Erforderliche Aufgabe: Schreiben Sie die nachstehende Forumsdiskussion zum Schnittstellenwandler ICM 4 vollständig und zeichengetreu ab.

# Schnittstellenwandler ICM 4



## gasch1987 (6 November 2018)

Hallo, kennt sich vll jemand mit diesen Schnittstellenwandler aus ? bzw wie ich diesen auf Funktion Prüfen kann ? 

Habe das Problem das die LED für senden/ empfangen nicht leuchten.    https://www.wachendorff-prozesstechnik.de/fileadmin/wp/fileserver/datasheet/icm4.pdf

Oder ob ich überprüfen kann ob an dem Wandler überhaubt was ankommt ?


Vielen Dank


----------



## oliver.tonn (6 November 2018)

Die LEDs beziehen sich ja "nur" auf den RS232-Teil. Du könntest also einfach die RS232-Schnittstelle eines Rechners mit dem Wandler verbinden und dann mit einem Terminal-Programm Daten senden, dann muss die RXD-LED blinken. Leuchtet denn die Power-LED?


----------



## Senator42 (6 November 2018)

ja, PC an RS232
und dazu:
  DIP auf RS422
  2 mit 5
  1 mit 4  verbinden.
Dann müsstest du am Terminal-Programm deine eingegebenen Zeichen wieder erhalten.
falls doppelt, ist am Terminal-Programm ECHO ein.


----------



## gasch1987 (6 November 2018)

Datenbereich:
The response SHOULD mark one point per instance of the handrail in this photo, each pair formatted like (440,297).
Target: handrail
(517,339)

Korrektes Ergebnis:
# Schnittstellenwandler ICM 4



## gasch1987 (6 November 2018)

Hallo, kennt sich vll jemand mit diesen Schnittstellenwandler aus ? bzw wie ich diesen auf Funktion Prüfen kann ? 

Habe das Problem das die LED für senden/ empfangen nicht leuchten.    https://www.wachendorff-prozesstechnik.de/fileadmin/wp/fileserver/datasheet/icm4.pdf

Oder ob ich überprüfen kann ob an dem Wandler überhaubt was ankommt ?


Vielen Dank


----------



## oliver.tonn (6 November 2018)

Die LEDs beziehen sich ja "nur" auf den RS232-Teil. Du könntest also einfach die RS232-Schnittstelle eines Rechners mit dem Wandler verbinden und dann mit einem Terminal-Programm Daten senden, dann muss die RXD-LED blinken. Leuchtet denn die Power-LED?


----------



## Senator42 (6 November 2018)

ja, PC an RS232
und dazu:
  DIP auf RS422
  2 mit 5
  1 mit 4  verbinden.
Dann müsstest du am Terminal-Programm deine eingegebenen Zeichen wieder erhalten.
falls doppelt, ist am Terminal-Programm ECHO ein.


----------



## gasch1987 (6 November 2018)